Show each line in the items below that contains the string "pillar", copied in full.

— BEGIN Material shown —

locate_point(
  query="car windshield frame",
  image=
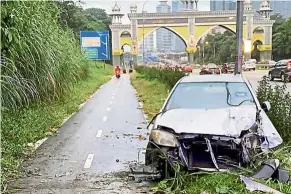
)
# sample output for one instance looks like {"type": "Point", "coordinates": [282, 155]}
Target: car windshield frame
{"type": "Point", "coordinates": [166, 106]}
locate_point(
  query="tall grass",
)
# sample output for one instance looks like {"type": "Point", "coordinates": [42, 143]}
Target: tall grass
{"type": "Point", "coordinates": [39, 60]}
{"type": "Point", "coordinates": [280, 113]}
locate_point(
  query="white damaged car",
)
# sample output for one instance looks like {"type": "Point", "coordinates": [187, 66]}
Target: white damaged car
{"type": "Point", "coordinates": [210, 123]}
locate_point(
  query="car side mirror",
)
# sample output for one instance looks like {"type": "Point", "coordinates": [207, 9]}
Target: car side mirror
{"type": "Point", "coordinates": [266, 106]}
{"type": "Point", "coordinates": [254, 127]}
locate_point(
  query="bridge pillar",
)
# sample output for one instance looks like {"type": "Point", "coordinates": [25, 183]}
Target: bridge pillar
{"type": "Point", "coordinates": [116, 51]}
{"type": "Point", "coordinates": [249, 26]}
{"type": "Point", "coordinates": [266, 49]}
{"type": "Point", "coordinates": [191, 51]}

— END Material shown —
— BEGIN Material shown —

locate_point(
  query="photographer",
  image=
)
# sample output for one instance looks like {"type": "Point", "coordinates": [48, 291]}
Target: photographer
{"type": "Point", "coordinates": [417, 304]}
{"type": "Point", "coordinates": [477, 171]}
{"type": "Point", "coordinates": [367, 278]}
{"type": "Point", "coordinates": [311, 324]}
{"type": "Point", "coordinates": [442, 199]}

— END Material shown —

= Solution for this problem =
  query="bridge pillar",
Target: bridge pillar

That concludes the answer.